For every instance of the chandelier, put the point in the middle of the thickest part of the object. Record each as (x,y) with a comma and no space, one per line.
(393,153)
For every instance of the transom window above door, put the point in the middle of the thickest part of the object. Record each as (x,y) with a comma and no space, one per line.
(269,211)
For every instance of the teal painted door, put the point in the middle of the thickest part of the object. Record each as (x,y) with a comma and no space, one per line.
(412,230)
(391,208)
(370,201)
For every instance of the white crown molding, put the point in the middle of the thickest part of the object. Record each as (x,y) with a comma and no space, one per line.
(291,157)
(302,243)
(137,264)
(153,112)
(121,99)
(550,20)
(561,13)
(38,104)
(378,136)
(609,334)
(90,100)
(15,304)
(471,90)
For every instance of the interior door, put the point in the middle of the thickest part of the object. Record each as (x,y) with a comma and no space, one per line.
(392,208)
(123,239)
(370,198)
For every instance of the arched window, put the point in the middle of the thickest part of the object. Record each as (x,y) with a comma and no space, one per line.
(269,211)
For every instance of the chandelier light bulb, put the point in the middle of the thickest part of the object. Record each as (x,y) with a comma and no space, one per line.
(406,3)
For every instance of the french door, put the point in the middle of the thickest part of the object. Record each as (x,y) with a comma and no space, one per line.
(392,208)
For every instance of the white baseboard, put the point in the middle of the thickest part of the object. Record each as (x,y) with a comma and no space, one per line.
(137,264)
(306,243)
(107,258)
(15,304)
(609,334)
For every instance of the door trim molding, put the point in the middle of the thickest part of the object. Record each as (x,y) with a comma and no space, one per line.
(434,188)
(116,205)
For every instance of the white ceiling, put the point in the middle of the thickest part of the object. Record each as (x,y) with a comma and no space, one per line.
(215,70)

————

Given instruction: Copy out all of the data above, putting "widest part" in place of each "thickest part" and keeping everything else the same.

Answer to the problem:
For every instance of the chandelier, put the point in the middle of the widest part of the object. Record each as (x,y) with a comma and no space, one per line.
(393,153)
For every instance of the transom window above door, put the point in the middle of the widest part of the object. Record each as (x,y) with a comma and no space, one per line.
(269,211)
For every instance of the teal painted door, put the point in the middle of the widest part of the object. Record each as (x,y) with a comma and no space, one per line.
(412,230)
(391,208)
(370,201)
For every instance of the white crown molding, put the point in the middle of the widest part of the object. Record each as (x,y) with a comma and no space, one per line.
(291,157)
(302,243)
(137,264)
(153,112)
(121,99)
(550,20)
(561,13)
(38,104)
(378,136)
(609,334)
(90,100)
(15,304)
(471,90)
For every instance of the interior door, put the point in the middle of the widest part of the object. Record each as (x,y) with a comma and no space, one per line.
(392,208)
(123,239)
(370,198)
For every instance of the arched window, put the point in the middle of the widest part of the object. Record each as (x,y) with a comma and no space, one per line.
(269,211)
For every instance of the chandelier light bulb, put the point in the middle of the widest part of the object. Record each as (x,y) with a comma and no space, one per line.
(406,3)
For every instance of the french door, put the point in the middle of the widest part of the object. Record each as (x,y) with a comma and no space, one per line.
(392,208)
For every instance of the white baseboard, put the point in the middle of the widest part of the object. Record each as (x,y) with a comma and no space, one per line.
(137,264)
(306,243)
(107,258)
(15,304)
(609,334)
For every instance of the door trim molding, put the point in the middle of the widest part of the object. Record each as (x,y) with a comma and no space, one per line.
(434,188)
(116,205)
For every instance of the white ceiling, put the point in the middle of the widest part of the object. Record each as (x,y) with a comma and no space, one per line.
(215,70)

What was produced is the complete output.